## begin Passage shown

Schema evolution by changing/widening column datatype is supported on HIVE, Trino is unable to read data from these tables. This is the case for both Transactional and External tables.
Note: ** Create Table syntax are in Hive SQL
The following example is for Hive Transactional table
jdbc:hive2://localhost:10001/> create table schema_evol_test_latest.a_string_b_int_non_par_non_buck (a string, b int);
jdbc:hive2://localhost:10001/> insert into schema_evol_test_latest.a_string_b_int_non_par_non_buck values ("a", 1), ("b", 2);
trino> show create table schema_evol_test_latest.a_string_b_int_non_par_non_buck;
Create Table
CREATE TABLE hive.schema_evol_test_latest.a_string_b_int_non_par_non_buck (
a varchar,
b integer
)
WITH (
format = 'ORC',
transactional = true
)
(1 row)
jdbc:hive2://localhost:10001/> select * from schema_evol_test_latest.a_string_b_int_non_par_non_buck;
+------------------------------------+------------------------------------+
| a_string_b_int_non_par_non_buck.a | a_string_b_int_non_par_non_buck.b |
+------------------------------------+------------------------------------+
| a | 1 |
| b | 2 |
+------------------------------------+------------------------------------+
trino> select * from schema_evol_test_latest.a_string_b_int_non_par_non_buck;
a | b
---+---
a | 1
b | 2
(2 rows)
Query 20210908_201307_01042_xfgng failed: Error opening Hive split abfs://bifrostx-hive-data@gen2hivebifros.dfs.core.windows.net/qa-data/schema_evol_test_latest.db/a_string_b_int_non_par_non_buck/delta_0000001_0000001_0000/bucket_00000 (offset=0, length=712): Malformed ORC file. Cannot read SQL type 'varchar' from ORC stream '.row.b' of type INT with attributes {} [abfs://bifrostx-hive-data@gen2hivebifros.dfs.core.windows.net/qa-data/schema_evol_test_latest.db/a_string_b_int_non_par_non_buck/delta_0000001_0000001_0000/bucket_00000]
io.trino.spi.TrinoException: Error opening Hive split abfs://bifrostx-hive-data@gen2hivebifros.dfs.core.windows.net/qa-data/schema_evol_test_latest.db/a_string_b_int_non_par_non_buck/delta_0000001_0000001_0000/bucket_00000 (offset=0, length=712): Malformed ORC file. Cannot read SQL type 'varchar' from ORC stream '.row.b' of type INT with attributes {} [abfs://bifrostx-hive-data@gen2hivebifros.dfs.core.windows.net/qa-data/schema_evol_test_latest.db/a_string_b_int_non_par_non_buck/delta_0000001_0000001_0000/bucket_00000]
at io.trino.plugin.hive.orc.OrcPageSourceFactory.createOrcPageSource(OrcPageSourceFactory.java:454)

## end Passage shown
## begin Dataset entries

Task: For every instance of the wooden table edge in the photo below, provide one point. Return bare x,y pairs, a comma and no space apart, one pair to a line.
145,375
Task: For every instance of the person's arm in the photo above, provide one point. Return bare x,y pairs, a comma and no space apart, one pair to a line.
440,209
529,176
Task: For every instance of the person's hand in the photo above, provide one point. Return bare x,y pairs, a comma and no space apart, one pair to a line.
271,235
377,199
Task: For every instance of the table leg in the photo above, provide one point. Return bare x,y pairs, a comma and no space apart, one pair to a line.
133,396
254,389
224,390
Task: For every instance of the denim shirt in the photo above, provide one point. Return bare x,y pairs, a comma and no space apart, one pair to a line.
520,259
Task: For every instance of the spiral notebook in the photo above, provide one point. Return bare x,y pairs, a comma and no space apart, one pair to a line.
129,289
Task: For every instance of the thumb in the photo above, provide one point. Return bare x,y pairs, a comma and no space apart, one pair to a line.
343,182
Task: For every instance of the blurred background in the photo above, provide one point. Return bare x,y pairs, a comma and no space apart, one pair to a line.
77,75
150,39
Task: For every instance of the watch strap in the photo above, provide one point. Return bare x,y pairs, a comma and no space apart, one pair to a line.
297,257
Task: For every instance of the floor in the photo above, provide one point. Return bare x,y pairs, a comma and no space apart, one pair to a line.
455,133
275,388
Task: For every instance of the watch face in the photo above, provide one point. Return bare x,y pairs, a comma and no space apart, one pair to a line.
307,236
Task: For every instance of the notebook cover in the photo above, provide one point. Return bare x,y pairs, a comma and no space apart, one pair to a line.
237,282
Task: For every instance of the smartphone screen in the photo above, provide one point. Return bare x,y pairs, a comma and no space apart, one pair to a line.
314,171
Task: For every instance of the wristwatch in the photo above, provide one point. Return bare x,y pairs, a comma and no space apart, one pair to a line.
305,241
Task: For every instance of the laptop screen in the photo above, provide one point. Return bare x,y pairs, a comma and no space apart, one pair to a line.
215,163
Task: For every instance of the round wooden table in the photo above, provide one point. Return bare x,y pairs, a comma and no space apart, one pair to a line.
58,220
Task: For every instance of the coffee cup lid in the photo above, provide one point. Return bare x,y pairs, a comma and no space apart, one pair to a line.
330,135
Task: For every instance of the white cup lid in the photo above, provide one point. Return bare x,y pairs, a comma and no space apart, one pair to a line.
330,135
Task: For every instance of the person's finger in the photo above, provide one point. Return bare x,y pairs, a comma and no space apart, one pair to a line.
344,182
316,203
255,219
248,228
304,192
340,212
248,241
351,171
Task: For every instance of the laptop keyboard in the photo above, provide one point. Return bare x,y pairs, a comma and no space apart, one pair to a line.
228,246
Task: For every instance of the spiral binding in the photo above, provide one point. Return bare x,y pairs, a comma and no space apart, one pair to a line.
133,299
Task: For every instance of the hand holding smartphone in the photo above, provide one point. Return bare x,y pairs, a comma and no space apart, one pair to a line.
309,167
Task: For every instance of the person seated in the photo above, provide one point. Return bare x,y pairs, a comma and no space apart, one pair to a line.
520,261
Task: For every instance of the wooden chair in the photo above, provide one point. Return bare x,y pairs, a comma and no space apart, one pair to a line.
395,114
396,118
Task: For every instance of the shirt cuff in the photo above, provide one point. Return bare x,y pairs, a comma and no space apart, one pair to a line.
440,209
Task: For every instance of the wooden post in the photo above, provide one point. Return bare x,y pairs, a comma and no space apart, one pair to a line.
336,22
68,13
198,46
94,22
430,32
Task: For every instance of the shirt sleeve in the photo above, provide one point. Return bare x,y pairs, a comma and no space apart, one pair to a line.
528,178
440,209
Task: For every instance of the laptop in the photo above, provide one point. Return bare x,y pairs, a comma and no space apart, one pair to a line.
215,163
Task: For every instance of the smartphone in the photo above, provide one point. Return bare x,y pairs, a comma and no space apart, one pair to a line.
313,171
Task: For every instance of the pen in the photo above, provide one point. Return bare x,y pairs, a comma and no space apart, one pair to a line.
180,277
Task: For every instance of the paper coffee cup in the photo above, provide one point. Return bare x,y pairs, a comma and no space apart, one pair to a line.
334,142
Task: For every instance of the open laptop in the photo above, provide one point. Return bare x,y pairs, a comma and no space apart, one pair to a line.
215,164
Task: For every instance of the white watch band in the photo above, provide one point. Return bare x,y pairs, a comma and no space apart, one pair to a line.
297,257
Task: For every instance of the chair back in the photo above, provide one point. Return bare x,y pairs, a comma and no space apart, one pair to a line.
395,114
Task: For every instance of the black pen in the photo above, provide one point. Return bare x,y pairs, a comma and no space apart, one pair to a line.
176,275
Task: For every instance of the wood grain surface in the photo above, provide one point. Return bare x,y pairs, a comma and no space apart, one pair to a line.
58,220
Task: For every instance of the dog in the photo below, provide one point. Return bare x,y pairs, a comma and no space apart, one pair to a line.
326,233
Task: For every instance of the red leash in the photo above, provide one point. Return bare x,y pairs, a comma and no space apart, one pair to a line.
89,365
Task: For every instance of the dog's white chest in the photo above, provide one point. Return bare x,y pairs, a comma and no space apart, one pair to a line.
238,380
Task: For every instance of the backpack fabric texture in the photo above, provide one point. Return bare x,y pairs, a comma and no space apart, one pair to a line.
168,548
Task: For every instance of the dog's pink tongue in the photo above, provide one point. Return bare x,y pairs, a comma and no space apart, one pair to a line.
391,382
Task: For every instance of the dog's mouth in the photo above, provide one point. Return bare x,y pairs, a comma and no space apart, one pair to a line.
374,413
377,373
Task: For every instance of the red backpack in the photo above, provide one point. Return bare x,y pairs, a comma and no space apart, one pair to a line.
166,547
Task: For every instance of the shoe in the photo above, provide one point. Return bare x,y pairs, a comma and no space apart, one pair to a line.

## end Dataset entries

Rewrite the part of the schema evolution report that begins at "Schema evolution by" and stops after "and External tables.", swapping "Trino" for "Presto". The records are separate material, apart from the schema evolution report.

- Full answer
Schema evolution by changing/widening column datatype is supported on HIVE, Presto is unable to read data from these tables. This is the case for both Transactional and External tables.